» **Text section**:

# Springtails - FFOF



## Tact (Mar 11, 2010)

Question:

Saw some water runoff earlier today with little white specks in it. Upon closer inspection that appear to move. Unable to get a clear shot I search the net, springtails seems what it would be. Clearly white, not red, nothing on the plants, appears to have been flushed out of the soil. Does not appear to be a mealy bug, much smaller, link below has a picture of what it appears to be, an elongated white body, with a head. One blurry picture, sorry no tripod and macro is a blur-fest when trying to take a pic, it just shows the general amount of white dots (springtails) seen in the water runoff. 

I am using FFOF with a completly organic grow, water every 4 days, have a dehumidifier but humidity hovers to around 40%-50%, higher on watering day obviouslly. Temps 72-77 degrees lately. Plants are 14 days from harvest.

Just wanted to hear your guys thoughts on springtails, copy paste below of a definition in regards to MJ. I however do not know if they are springtails for sure, I don't have any way of magnifying them enough to be sure. 

 *Springtails (usually Onychiurus species) in pot plants*

*Plants affected*

Many pot plants, especially those grown in peat, coir or other types of soil-less compost.

» **Problems and tasks**:
a - Rewrite everything from "Just wanted to" down to "of soil-less compost." in the springtails post, putting "houseplants" in place of "pot plants".
b - Resume the forum post about springtails in FFOF soil, picking up after its final sentence.

» **Listed records**:
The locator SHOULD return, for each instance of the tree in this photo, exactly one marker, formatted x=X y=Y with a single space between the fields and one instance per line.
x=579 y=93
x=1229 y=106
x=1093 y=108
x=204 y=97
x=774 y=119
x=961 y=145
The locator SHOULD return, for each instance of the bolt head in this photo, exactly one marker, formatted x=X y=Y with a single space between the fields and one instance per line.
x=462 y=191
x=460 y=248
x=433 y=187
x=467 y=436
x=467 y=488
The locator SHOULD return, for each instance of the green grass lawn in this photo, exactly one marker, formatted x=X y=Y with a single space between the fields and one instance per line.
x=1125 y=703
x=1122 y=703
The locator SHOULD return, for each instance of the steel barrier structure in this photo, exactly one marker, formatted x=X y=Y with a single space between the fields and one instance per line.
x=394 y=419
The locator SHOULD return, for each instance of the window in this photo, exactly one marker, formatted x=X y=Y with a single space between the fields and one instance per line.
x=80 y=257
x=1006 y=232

» **Answers by item**:
a -
Just wanted to hear your guys thoughts on springtails, copy paste below of a definition in regards to MJ. I however do not know if they are springtails for sure, I don't have any way of magnifying them enough to be sure. 

 *Springtails (usually Onychiurus species) in houseplants*

*Plants affected*

Many houseplants, especially those grown in peat, coir or other types of soil-less compost.

b -
*Symptoms*

Small wingless insects, up to 2mm long and often white, crawl among the compost of pot plants. They are most noticeable after watering when they come up onto the surface before burrowing back in the compost, or they may be flushed out through the drainage holes and be seen floating on the drainage water.
Other white insects of similar size found among the roots of pot plants are likely to be root mealybugs. That sap-feeding type of pest is relatively immobile in the soil compared with the much more active springtails. The latter also has a pair of antennae visible on the insect's head, whereas those on mealybugs are microscopic.

*Cause*

These insects are springtails, so-named because many species (not _Onychiurus _spp.) have a forked structure folded under their abdomen; when flicked out it propels the insect into the air and helps the creature escape predators or adverse conditions. Many species of springtail of various colours occur in garden soil but the types most frequently found in potting compost are white _Onychiurus_ species.

*Control*

None is necessary. These are harmless creatures that feed on fungal growth and decaying plant material. They are dependent on damp conditions and so will not spread away from pot plants or become a nuisance in the home.  

Link to thread with picture and definition:

*hXXp://www.rollitup.org/indoor-growing/43599-***-these-bugs-indoor-soil.html*


----------



## Rusty Gribble (Mar 12, 2010)

interesting for sure...... harmless atleast


----------



## Tact (Mar 12, 2010)

I chose a poor name for this thread, it should be:

Are these springtails? I can not change it now though.


----------



## high before and after (Mar 12, 2010)

Hi Tact, to edit the title hit edit from your original post then hit edit again it will take you to a new edit window.


----------



## Tact (Mar 12, 2010)

Churned the soil with a fork until I saw a few bugs moving around, scooped them up and put them on a black book for a contrasting background, got these pictures. I don't know, I am at a loss for exactly what these insects are, but they are ONLY in the soil.

They do not look like soil mealy bugs.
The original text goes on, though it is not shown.